### [MATERIAL SUPPLIED]
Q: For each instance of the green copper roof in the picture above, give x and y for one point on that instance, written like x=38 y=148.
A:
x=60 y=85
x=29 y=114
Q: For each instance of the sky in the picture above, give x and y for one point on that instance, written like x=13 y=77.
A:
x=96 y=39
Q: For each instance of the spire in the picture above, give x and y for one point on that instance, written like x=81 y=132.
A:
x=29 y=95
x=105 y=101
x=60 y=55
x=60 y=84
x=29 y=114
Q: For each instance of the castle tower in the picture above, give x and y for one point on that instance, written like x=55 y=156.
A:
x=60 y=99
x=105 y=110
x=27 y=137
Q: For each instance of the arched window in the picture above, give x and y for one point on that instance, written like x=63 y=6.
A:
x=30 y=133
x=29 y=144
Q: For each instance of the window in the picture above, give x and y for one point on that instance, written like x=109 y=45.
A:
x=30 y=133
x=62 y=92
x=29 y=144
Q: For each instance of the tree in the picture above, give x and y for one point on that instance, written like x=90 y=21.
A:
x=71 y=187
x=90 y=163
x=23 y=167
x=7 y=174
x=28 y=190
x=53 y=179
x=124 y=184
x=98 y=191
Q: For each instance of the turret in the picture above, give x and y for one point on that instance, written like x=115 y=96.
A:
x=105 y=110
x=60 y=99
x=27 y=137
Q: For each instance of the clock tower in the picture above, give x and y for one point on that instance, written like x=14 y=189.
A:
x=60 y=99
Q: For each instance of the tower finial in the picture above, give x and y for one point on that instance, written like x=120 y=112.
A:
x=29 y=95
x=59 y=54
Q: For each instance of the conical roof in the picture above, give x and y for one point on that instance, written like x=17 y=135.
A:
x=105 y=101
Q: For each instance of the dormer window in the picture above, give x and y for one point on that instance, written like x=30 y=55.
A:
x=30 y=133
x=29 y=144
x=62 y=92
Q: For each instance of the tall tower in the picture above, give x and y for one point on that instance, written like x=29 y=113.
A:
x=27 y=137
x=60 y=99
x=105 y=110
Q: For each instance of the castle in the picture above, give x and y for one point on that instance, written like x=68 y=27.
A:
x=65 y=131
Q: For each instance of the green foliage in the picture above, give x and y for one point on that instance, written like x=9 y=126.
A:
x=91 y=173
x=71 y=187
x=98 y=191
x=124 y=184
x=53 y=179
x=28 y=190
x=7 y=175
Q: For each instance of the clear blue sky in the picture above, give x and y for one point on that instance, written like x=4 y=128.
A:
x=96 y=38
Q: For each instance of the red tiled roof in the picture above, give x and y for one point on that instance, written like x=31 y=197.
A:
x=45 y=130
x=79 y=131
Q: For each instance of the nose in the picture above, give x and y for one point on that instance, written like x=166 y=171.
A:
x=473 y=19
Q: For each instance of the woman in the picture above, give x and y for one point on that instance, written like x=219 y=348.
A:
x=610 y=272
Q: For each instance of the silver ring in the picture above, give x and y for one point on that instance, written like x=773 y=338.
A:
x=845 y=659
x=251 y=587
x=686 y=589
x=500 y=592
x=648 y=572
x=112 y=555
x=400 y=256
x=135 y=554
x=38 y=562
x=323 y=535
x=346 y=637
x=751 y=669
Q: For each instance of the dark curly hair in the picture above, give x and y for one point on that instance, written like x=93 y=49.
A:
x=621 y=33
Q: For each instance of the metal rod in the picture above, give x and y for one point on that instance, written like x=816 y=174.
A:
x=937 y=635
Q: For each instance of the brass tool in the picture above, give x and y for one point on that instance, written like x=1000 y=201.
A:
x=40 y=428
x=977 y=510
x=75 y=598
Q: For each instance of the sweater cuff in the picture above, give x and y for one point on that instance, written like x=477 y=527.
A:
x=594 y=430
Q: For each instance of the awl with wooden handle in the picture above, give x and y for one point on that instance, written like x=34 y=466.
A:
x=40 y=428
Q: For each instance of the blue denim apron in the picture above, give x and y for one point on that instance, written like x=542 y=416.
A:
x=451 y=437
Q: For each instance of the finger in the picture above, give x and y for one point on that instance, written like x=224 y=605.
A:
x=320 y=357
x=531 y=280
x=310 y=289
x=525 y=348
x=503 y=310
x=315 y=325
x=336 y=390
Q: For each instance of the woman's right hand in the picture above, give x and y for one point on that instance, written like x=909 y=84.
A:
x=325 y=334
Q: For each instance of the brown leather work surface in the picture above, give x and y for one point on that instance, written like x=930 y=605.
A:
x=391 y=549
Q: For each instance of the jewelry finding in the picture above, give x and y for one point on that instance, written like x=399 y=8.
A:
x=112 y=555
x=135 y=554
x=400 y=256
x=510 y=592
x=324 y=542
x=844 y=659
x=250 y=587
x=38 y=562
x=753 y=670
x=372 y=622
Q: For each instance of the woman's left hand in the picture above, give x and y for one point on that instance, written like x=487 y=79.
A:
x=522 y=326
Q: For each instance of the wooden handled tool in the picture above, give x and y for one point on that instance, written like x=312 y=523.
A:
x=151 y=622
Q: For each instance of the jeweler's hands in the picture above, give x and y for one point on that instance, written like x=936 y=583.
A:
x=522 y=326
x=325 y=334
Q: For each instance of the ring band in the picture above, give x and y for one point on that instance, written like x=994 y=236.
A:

### [WHAT THE EXERCISE ASKS]
All lines of the records above with the word "window" in them are to be copied.

### [EXERCISE SOLUTION]
Q: For each instance of the arched window in the picture above, give x and y for one point on that instance, written like x=63 y=6.
Q: For each instance of the window in the picture above, give x and y for one point on that instance, written like x=109 y=45.
Q: For each instance of the dormer window in the picture above, give x and y for one point on that instance, written like x=30 y=55.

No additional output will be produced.